=== Отрывок ===
16 декабря в 08:00 «Суворов» привел эскадру к южной оконечности небольшого островка Сент-Мари и встал на якорь в середине широкого пролива, отделяющего этот остров от Мадагаскара, на 30-саженной глубине, в чудно прозрачной воде ярко-синего цвета. Пролив имел ширину более 10 миль. Стоявшие в середине его русские корабли не нарушали нейтралитета Франции. Теперь главной заботой Рожественского было собрать эскадру.
Эскадра с момента выхода из Либавы находилась в походе 2,5 месяца, пройдя 10 000 миль…
Падение Порт-Артура. Трагедия и слава
А будет кто Царского Величества недругу город здаст изменою… таких изменников казнити смертию же.
Соборное уложение Царя Алексея Михайловича 1649 года, глава II, статья 3
Куда идти эскадре?
«Около 4 часов дня 16 декабря пришел из Капштадта госпитальный “Орел” и привез роковую весть: артурская эскадра потоплена огнем осадной артиллерии японцев».
Многие на эскадре были подавлены. Большинство офицеров и матросов были убеждены, что ко времени прихода 2-й эскадры на Дальний Восток 1-я эскадра успеет исправить все полученные в боях повреждения, и тогда обе эскадры составят силу, значительно превосходящую флот противника. Через несколько дней пришла весть о падении Порт-Артура. Первоначальная задача 2-й эскадры фактически была аннулирована. Идти ей больше было некуда.
Прорыв во Владивосток был на порядок сложнее, чем в Артур. Вместо могучей 1-й эскадры можно было рассчитывать теперь только на два оставшихся во Владивостоке крейсера. Да, при немедленном движении вперед адмирал Рожественский, несомненно, осуществил бы этот прорыв. Японский флот не прошел еще ремонт после годичной боевой работы у Порт-Артура. И уж, конечно, в этом случае и речи не было бы о его перевооружении новыми боеприпасами.
Но завоевывать море из Владивостока было несравненно труднее, чем из Порт-Артура. Чтобы выйти эскадре в Желтое море, через которое и шли основные перевозки в Маньчжурию, каждый раз нужно было бы преодолевать барьер Цусимы.
«Искренние» отношения
Понятно, почему японцы не жалея людей стремились любой ценой взять Порт-Артур до подхода 2-й эскадры. Но взять его они так и не смогли.
Порт-Артур сдали. Очередное предательство Царя и Отечества, плохо замаскированное, как и в случае с Небогатовым, заботой о малых сих.

=== Собранные данные ===
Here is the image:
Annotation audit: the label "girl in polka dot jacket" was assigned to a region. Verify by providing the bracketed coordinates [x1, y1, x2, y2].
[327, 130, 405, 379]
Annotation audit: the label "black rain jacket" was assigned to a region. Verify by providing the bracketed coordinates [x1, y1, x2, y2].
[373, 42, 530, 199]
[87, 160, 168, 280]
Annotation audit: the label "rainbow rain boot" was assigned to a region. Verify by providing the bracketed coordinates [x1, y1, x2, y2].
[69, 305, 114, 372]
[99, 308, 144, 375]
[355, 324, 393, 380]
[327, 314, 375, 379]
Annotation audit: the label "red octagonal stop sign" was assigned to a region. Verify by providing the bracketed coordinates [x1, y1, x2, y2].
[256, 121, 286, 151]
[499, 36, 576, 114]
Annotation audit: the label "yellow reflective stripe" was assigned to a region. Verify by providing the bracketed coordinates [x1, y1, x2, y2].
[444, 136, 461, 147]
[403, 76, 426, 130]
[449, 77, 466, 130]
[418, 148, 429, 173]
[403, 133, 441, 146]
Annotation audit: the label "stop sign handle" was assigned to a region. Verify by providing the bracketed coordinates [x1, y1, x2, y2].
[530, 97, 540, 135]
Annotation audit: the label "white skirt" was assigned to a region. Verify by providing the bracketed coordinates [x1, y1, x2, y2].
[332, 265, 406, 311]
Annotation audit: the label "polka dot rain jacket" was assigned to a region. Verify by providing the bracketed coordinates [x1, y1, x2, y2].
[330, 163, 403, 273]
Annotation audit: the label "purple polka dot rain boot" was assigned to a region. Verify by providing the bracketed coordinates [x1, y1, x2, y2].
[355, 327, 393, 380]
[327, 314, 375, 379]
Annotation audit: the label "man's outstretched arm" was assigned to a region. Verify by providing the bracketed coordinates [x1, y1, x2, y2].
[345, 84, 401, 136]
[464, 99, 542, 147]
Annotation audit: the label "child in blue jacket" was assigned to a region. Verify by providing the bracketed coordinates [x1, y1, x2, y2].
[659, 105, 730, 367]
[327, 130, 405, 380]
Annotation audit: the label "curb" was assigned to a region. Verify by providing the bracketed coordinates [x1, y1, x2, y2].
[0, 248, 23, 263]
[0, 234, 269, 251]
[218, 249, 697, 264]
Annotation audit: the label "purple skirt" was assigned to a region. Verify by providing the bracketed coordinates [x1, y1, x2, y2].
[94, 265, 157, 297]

=== Что сделать ===
1 – Сколько миль прошла эскадра за время похода от Либавы, согласно отрывку о походе эскадры Рожественского?
2 – Продолжите отрывок о походе эскадры Рожественского, начиная сразу после его последнего предложения.

=== Результаты выполнения ===
1 – 10 000 миль за 2,5 месяца.

2 –
На последнем параде японского гарнизона крепости Порт-Артур, состоявшемся 2 января 1945 года в ознаменование 40-й годовщины падения русской твердыни, комендант крепости генерал Оту вынужден был признать, что одной самурайской храбрости и мужества было недостаточно для взятия Порт-Артура. Потребовалось наличие «искренних» отношений между генералом Ноги и Стесселем.
Так через 40 лет японцы сами признали то, что в 1938 году сказал старый порт-артурский солдат в стихотворении «Портрет» Константина Симонова:
И если бы, подлая шкура, Не предал нас сам генерал, То этих твердынь Порт-Артура Солдат бы японцам не сдал.
После сытного обеда
Чтобы не говорить много о лживости предателя Стесселя (а предатель он по-любому — потому, что передал — предал — врагу русскую крепость, не так важно даже за бабки или просто так), приведу один пример. В телеграмме на Высочайшее имя Стессель доносил:
«Крепость продержится лишь несколько дней, у нас нет снарядов…»{179}
Данные о состоянии Порт-Артурской крепости на 20 декабря 1904 года (2 января 1905 года) свидетельствуют, что ко дню капитуляции в крепости оставалось 610 исправных орудий (из них 287 морских) и 207 855 снарядов различных калибров, включая 11-дюймовые.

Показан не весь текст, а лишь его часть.